Reproduce verbatim only the lines from the one containing "Point to the tree." through the last line below, both included.
-- START Supplied records --
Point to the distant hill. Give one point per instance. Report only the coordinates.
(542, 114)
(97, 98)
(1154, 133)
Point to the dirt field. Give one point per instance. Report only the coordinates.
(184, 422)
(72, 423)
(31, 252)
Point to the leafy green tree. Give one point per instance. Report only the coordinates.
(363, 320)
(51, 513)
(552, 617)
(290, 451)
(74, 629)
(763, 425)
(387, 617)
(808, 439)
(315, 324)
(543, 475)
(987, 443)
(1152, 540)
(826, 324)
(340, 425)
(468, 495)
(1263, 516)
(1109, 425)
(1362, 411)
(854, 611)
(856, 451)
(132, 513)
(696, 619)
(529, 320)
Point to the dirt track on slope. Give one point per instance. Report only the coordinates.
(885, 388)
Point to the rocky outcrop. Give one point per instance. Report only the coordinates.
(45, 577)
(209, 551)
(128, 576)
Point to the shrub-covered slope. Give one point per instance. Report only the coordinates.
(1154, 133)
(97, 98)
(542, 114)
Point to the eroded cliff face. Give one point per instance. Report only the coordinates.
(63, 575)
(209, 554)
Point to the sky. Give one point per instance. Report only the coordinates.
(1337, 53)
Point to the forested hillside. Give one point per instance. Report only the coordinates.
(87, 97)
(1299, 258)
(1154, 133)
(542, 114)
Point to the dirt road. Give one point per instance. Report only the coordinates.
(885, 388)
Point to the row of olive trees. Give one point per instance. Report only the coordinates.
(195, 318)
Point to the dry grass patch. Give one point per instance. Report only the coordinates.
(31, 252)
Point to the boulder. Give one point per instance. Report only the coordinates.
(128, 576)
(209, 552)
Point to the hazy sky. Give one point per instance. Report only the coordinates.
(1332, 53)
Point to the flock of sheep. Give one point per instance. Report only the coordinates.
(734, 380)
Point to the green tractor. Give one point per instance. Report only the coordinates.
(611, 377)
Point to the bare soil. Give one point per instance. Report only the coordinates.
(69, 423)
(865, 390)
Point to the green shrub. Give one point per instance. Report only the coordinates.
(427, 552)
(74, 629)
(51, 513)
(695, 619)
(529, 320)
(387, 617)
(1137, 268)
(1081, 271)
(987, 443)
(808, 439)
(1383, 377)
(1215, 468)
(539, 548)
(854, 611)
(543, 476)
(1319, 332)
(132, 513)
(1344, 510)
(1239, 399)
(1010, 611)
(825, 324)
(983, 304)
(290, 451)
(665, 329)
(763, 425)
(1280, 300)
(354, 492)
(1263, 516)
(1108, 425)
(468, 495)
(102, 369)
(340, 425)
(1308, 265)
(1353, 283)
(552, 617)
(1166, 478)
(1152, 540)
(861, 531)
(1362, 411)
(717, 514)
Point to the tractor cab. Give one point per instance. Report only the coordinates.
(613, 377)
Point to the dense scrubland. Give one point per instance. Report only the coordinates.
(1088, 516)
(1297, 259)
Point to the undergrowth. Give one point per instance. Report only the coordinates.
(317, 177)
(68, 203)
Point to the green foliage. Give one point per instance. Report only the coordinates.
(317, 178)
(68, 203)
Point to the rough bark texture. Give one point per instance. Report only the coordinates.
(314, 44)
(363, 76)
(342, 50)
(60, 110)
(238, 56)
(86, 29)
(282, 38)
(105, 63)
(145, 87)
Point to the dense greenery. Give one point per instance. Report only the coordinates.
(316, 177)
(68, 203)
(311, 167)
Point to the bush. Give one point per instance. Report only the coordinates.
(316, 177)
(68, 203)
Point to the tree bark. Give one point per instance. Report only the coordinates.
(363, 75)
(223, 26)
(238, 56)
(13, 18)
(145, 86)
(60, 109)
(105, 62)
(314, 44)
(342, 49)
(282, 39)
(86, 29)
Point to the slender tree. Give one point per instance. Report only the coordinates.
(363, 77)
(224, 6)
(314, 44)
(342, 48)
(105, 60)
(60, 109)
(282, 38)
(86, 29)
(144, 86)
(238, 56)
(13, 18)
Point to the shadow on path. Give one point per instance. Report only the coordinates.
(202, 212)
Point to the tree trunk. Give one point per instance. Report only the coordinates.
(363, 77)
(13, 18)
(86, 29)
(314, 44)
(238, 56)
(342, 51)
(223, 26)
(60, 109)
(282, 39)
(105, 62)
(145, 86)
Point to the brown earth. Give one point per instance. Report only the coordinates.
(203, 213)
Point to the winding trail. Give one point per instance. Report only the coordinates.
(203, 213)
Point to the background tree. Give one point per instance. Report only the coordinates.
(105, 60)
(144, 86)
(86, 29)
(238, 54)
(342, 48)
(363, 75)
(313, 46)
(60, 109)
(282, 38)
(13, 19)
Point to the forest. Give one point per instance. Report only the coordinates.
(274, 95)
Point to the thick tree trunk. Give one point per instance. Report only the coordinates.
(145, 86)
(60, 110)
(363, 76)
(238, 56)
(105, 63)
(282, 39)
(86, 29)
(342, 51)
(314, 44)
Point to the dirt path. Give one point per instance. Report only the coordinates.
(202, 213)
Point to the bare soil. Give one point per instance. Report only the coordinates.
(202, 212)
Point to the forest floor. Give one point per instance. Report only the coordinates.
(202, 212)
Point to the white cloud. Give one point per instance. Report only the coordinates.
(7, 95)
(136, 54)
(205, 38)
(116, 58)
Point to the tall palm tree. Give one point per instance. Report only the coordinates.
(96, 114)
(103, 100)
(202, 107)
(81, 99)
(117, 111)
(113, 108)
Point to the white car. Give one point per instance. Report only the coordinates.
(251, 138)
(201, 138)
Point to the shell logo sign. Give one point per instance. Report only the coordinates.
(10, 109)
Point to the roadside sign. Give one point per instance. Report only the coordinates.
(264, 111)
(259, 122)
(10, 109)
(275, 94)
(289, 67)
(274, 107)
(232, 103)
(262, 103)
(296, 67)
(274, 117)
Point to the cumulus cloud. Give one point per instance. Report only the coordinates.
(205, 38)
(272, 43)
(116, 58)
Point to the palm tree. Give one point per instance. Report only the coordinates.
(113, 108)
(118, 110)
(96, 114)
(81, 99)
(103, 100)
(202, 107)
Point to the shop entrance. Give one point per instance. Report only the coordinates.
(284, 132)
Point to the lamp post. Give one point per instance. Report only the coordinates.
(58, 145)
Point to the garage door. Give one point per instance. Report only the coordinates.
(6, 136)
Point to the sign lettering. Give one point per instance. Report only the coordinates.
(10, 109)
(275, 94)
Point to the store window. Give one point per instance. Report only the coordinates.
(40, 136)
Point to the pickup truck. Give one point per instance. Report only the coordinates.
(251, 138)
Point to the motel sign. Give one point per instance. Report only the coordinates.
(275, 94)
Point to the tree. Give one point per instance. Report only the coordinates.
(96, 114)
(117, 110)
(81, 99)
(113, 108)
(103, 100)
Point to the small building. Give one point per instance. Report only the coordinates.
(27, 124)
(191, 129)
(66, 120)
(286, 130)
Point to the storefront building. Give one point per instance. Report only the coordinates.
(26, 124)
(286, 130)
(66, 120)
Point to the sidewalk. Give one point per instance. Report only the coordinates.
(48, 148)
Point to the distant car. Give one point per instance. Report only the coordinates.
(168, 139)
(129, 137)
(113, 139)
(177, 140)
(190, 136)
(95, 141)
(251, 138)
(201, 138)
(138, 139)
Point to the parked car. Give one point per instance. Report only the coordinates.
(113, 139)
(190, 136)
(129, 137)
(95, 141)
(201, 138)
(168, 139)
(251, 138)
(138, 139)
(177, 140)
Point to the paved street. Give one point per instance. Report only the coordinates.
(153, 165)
-- END Supplied records --
→ The answer:
Point to the tree. Give one point per instance. Report only the coordinates.
(96, 114)
(117, 110)
(81, 99)
(113, 108)
(103, 100)
Point to the small building. Give one point per instance. Report only the coordinates.
(27, 124)
(191, 129)
(66, 120)
(286, 130)
Point to the storefront building. Give one point per instance. Report only the coordinates.
(26, 124)
(286, 130)
(66, 120)
Point to the sidewalk. Give one point per instance. Report only the coordinates.
(48, 148)
Point to the distant car. Give one point per instance. Report only the coordinates.
(168, 139)
(129, 137)
(113, 139)
(177, 140)
(190, 136)
(95, 141)
(251, 138)
(201, 138)
(138, 139)
Point to the parked car. Give one point per instance. Report only the coordinates.
(113, 139)
(190, 136)
(129, 137)
(95, 141)
(201, 138)
(168, 139)
(251, 138)
(138, 139)
(177, 140)
Point to the paved street. Give one point per instance. Report only the coordinates.
(153, 165)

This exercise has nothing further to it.